* Task brief *
Edit the stretch of the listing from the line containing "One point marks each instance of the yellow" through the end of the listing, replacing "gift box" with "package" and keeping every other part unchanged. Return only those lines.

* Rows *

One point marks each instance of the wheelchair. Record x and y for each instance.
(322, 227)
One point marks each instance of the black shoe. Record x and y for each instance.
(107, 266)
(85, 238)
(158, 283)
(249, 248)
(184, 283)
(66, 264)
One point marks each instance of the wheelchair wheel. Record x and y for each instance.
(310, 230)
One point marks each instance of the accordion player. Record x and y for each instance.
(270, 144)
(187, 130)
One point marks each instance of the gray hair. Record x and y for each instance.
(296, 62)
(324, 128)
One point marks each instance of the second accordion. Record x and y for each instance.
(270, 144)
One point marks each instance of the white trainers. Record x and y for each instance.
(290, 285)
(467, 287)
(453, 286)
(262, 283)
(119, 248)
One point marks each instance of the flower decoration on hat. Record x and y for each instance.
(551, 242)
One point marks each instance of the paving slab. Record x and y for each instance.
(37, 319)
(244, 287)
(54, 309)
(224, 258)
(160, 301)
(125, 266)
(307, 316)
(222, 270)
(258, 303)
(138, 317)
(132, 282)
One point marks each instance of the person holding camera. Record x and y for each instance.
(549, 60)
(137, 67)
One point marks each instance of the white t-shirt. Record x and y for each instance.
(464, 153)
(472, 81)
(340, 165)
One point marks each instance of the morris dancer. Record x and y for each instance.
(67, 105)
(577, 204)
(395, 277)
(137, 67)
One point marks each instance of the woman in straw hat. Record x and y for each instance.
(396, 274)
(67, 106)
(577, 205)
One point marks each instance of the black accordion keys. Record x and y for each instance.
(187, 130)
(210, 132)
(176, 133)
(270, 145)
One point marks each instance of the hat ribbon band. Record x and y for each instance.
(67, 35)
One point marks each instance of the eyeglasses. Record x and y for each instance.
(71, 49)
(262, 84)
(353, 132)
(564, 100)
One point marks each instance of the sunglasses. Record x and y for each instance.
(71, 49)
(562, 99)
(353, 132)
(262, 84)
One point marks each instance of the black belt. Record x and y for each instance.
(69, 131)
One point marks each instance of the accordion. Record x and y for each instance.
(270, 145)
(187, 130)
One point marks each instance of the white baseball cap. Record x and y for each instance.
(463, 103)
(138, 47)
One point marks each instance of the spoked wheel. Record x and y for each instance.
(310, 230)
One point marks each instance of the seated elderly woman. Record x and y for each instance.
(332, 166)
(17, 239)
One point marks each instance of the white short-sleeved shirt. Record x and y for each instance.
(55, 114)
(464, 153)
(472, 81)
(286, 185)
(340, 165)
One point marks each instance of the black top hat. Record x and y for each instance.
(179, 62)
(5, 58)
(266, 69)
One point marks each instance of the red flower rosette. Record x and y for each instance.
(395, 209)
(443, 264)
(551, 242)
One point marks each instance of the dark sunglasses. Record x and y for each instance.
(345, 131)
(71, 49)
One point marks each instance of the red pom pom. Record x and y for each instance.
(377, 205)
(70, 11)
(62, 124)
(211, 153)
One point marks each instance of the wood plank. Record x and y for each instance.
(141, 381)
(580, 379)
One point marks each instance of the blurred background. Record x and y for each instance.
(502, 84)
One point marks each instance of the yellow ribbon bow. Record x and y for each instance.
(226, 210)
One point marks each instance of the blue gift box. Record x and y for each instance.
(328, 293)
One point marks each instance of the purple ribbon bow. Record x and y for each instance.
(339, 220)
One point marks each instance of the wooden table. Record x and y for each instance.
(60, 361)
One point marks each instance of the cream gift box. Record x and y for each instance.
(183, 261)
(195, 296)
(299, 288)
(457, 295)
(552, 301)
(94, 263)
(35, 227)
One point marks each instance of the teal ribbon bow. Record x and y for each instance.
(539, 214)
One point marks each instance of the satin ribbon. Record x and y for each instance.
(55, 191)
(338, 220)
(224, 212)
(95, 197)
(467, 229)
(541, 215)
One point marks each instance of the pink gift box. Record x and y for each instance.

* Reply to the task *
One point marks each instance of the yellow ribbon bow. Record x and y for each instance.
(226, 210)
One point marks each instance of the blue package. Record x and y for each instance.
(328, 293)
One point marks each instance of the purple ribbon bow. Record x and y for each instance.
(339, 220)
One point marks each instance of the wooden table. Record x and y for each instance.
(60, 361)
One point marks each instance of the cream package. Record x and y for each instance.
(183, 261)
(195, 296)
(299, 288)
(457, 295)
(552, 301)
(94, 263)
(35, 227)
One point marks each instance of the teal ribbon bow. Record x and y for each instance.
(539, 214)
One point marks each instance of the satin ribbon. Record x and y for each instance.
(55, 191)
(338, 220)
(224, 212)
(95, 197)
(467, 229)
(541, 215)
One point marks each instance of the pink package. Record x and y for each instance.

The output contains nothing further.